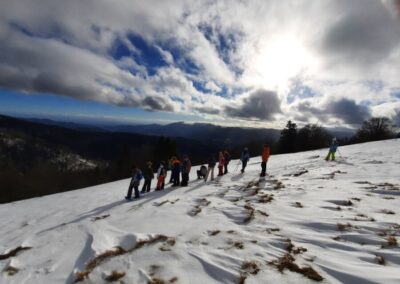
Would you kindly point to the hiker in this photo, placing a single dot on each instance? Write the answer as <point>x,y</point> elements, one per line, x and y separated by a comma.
<point>135,182</point>
<point>245,157</point>
<point>186,166</point>
<point>176,169</point>
<point>211,166</point>
<point>227,158</point>
<point>332,150</point>
<point>202,172</point>
<point>161,174</point>
<point>148,175</point>
<point>169,168</point>
<point>265,156</point>
<point>221,164</point>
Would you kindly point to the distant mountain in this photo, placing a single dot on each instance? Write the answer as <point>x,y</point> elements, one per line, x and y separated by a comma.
<point>203,132</point>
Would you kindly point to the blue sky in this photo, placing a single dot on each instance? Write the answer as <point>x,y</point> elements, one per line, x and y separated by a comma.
<point>254,63</point>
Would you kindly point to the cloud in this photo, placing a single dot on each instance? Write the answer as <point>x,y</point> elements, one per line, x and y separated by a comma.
<point>343,110</point>
<point>205,56</point>
<point>261,104</point>
<point>157,103</point>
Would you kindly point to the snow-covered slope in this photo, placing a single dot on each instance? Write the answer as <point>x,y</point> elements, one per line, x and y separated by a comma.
<point>339,218</point>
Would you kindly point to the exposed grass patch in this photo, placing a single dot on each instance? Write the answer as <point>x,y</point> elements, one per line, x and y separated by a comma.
<point>214,233</point>
<point>262,213</point>
<point>250,213</point>
<point>265,198</point>
<point>298,204</point>
<point>11,270</point>
<point>100,217</point>
<point>117,251</point>
<point>386,211</point>
<point>344,227</point>
<point>287,262</point>
<point>13,252</point>
<point>380,260</point>
<point>114,276</point>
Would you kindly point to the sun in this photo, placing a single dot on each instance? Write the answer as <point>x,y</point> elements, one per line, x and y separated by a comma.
<point>275,61</point>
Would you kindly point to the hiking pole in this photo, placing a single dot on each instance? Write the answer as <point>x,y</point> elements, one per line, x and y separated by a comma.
<point>237,166</point>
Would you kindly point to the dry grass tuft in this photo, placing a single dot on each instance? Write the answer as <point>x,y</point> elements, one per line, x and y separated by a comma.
<point>265,198</point>
<point>299,250</point>
<point>386,211</point>
<point>114,276</point>
<point>250,267</point>
<point>13,252</point>
<point>344,227</point>
<point>287,262</point>
<point>238,245</point>
<point>380,260</point>
<point>92,264</point>
<point>250,213</point>
<point>100,217</point>
<point>298,204</point>
<point>214,233</point>
<point>392,241</point>
<point>262,213</point>
<point>11,270</point>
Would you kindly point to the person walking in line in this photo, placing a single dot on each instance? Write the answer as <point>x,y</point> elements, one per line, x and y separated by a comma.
<point>221,164</point>
<point>245,157</point>
<point>135,182</point>
<point>332,150</point>
<point>161,174</point>
<point>211,166</point>
<point>148,175</point>
<point>186,166</point>
<point>169,168</point>
<point>265,156</point>
<point>227,158</point>
<point>202,172</point>
<point>176,170</point>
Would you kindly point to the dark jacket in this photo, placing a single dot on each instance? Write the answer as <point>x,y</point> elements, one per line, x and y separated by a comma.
<point>212,162</point>
<point>245,156</point>
<point>148,173</point>
<point>136,177</point>
<point>186,166</point>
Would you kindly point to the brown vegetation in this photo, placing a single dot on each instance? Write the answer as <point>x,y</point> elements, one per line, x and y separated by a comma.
<point>114,276</point>
<point>13,252</point>
<point>287,262</point>
<point>99,259</point>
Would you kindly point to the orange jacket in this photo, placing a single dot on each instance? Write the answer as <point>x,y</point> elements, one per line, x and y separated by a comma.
<point>265,154</point>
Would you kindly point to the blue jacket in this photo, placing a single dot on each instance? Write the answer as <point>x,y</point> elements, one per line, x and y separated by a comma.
<point>333,147</point>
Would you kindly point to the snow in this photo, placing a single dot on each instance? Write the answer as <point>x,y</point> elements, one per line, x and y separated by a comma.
<point>225,231</point>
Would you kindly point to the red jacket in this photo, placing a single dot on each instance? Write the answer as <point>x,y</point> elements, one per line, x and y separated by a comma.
<point>265,154</point>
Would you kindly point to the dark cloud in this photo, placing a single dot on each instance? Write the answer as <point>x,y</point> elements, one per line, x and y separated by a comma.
<point>261,104</point>
<point>348,111</point>
<point>364,32</point>
<point>156,103</point>
<point>344,109</point>
<point>207,110</point>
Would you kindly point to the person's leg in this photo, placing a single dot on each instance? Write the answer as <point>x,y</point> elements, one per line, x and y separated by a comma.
<point>263,168</point>
<point>207,174</point>
<point>136,187</point>
<point>129,193</point>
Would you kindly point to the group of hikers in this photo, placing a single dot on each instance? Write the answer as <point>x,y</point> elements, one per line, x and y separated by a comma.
<point>180,169</point>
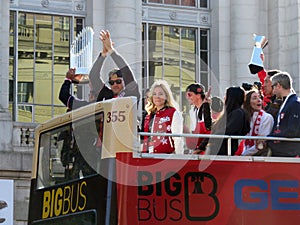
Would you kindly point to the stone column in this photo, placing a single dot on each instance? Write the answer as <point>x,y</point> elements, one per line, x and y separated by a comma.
<point>246,18</point>
<point>124,20</point>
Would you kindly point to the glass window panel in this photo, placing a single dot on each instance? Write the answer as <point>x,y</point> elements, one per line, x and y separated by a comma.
<point>188,64</point>
<point>43,63</point>
<point>25,52</point>
<point>42,113</point>
<point>155,53</point>
<point>172,59</point>
<point>203,40</point>
<point>25,92</point>
<point>188,2</point>
<point>203,3</point>
<point>172,2</point>
<point>11,57</point>
<point>155,1</point>
<point>78,26</point>
<point>25,113</point>
<point>204,61</point>
<point>61,53</point>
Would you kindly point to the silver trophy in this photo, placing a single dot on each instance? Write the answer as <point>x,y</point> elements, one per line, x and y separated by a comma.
<point>256,62</point>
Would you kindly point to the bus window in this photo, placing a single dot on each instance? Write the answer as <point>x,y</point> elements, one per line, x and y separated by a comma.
<point>71,151</point>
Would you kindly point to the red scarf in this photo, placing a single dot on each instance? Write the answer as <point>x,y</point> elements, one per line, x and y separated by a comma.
<point>255,129</point>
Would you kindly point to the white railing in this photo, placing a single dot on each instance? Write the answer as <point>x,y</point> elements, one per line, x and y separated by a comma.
<point>229,139</point>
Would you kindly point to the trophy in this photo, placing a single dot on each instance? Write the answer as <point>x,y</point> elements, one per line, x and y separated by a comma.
<point>256,62</point>
<point>81,55</point>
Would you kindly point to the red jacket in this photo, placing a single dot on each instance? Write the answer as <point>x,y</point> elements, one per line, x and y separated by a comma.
<point>262,75</point>
<point>162,121</point>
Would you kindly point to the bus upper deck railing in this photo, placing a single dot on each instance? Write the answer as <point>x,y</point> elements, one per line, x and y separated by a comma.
<point>229,139</point>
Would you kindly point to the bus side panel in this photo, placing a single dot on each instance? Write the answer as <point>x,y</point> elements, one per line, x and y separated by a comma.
<point>169,191</point>
<point>65,199</point>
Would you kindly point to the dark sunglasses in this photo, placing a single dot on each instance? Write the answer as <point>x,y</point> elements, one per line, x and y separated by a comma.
<point>111,82</point>
<point>189,95</point>
<point>273,85</point>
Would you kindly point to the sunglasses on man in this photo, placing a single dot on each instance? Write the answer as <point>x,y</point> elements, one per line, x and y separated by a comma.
<point>112,82</point>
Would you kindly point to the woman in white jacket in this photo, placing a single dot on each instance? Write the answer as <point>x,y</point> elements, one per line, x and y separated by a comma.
<point>261,122</point>
<point>163,116</point>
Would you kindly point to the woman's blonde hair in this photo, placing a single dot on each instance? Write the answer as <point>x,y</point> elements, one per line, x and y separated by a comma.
<point>170,101</point>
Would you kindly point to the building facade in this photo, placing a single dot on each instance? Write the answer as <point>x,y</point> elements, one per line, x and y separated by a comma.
<point>181,41</point>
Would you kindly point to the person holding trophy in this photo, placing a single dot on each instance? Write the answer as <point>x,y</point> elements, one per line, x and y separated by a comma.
<point>271,104</point>
<point>121,80</point>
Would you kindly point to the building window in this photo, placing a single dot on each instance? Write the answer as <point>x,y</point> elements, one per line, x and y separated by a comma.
<point>179,55</point>
<point>38,68</point>
<point>191,3</point>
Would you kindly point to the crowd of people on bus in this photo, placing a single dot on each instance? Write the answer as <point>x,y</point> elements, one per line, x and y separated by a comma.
<point>269,107</point>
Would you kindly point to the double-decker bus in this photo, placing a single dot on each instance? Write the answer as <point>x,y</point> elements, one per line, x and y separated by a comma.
<point>113,183</point>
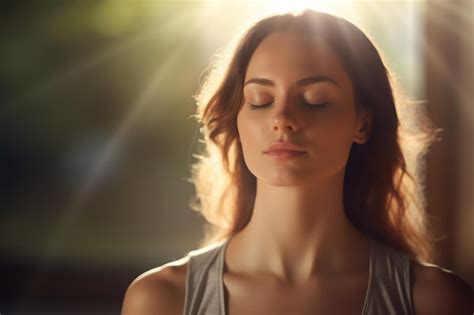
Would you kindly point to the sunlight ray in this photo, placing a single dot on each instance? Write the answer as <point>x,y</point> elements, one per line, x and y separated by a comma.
<point>64,222</point>
<point>57,80</point>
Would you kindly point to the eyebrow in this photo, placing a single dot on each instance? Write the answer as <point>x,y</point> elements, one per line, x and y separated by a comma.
<point>302,82</point>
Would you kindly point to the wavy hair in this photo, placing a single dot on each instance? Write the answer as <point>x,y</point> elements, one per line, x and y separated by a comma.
<point>381,197</point>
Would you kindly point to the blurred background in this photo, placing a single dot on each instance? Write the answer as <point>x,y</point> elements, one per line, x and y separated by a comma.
<point>97,135</point>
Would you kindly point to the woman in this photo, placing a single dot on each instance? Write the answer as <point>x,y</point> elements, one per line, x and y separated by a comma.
<point>306,186</point>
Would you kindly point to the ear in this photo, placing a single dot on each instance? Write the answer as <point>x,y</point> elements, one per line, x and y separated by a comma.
<point>364,126</point>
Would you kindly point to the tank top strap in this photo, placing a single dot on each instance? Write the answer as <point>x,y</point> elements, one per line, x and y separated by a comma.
<point>204,285</point>
<point>389,290</point>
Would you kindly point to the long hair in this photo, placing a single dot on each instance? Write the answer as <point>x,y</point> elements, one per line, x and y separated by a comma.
<point>381,197</point>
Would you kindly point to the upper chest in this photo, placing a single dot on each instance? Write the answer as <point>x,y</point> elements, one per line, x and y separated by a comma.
<point>324,295</point>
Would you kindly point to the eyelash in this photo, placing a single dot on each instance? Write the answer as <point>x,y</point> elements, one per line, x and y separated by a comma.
<point>308,105</point>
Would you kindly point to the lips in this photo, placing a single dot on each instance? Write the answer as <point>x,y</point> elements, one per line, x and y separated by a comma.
<point>284,146</point>
<point>283,151</point>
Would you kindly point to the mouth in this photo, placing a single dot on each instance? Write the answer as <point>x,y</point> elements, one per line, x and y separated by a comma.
<point>284,155</point>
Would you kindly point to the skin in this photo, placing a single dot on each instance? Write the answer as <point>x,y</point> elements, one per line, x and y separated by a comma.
<point>301,253</point>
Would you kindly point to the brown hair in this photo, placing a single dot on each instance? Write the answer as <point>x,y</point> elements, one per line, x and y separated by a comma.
<point>380,195</point>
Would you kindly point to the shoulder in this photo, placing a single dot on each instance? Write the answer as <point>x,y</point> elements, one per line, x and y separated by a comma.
<point>158,291</point>
<point>440,291</point>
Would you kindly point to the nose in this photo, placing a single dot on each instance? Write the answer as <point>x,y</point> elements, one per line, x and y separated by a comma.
<point>284,120</point>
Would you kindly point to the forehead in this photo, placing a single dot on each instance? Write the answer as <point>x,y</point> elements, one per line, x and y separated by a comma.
<point>289,56</point>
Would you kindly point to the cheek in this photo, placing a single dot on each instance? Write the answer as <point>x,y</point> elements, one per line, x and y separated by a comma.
<point>250,134</point>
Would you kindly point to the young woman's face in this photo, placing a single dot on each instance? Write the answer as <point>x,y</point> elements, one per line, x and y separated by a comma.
<point>297,92</point>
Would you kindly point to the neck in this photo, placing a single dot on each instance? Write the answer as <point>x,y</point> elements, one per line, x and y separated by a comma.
<point>300,231</point>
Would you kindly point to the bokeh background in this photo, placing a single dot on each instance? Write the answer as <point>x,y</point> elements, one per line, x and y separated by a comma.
<point>97,134</point>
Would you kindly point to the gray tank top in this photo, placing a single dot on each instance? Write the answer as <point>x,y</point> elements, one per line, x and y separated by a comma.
<point>388,291</point>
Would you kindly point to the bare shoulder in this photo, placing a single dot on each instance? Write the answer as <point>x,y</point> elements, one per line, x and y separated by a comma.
<point>158,291</point>
<point>440,291</point>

Exercise description » Copy, character for character, the lines from the line that holds "Would you kindly point to the forehead" through the final line of the records above.

Written solution »
Would you kindly point to the forehead in this photo, placing a single dot on each instance? Write the answer as <point>x,y</point> elements, one per line, x and y separated by a comma.
<point>289,56</point>
Would you kindly point to the cheek in this photo, placing a single dot on each instance? Write the answer as <point>x,y</point> elements, one per line, x and y separated by a comma.
<point>250,134</point>
Would you kindly point to the young woman's face in this photo, placing a single dot on each instance? Write the answer as <point>x,y</point> elements, one per line, x and y separated by a comma.
<point>297,92</point>
Would you kindly point to the neck in this photo, placing a single dot on each instance? Write the answer as <point>x,y</point> elements, one per line, x and y separated by a comma.
<point>300,231</point>
Would you kindly point to the bokeh background in this photo, placing a single dot on each instance? Write the answer as <point>x,y</point> elements, one per line, x and y separated by a comma.
<point>97,134</point>
Would you kindly point to the gray tank top in this photo, placing a single dot on each instance? Write the answer as <point>x,y</point> elements, one per line, x and y separated by a comma.
<point>388,291</point>
Would you kindly point to the bare shoulder in this photo, placing a single dot on each instance? Write the answer as <point>x,y</point> elements, one per line, x and y separated by a comma.
<point>158,291</point>
<point>440,291</point>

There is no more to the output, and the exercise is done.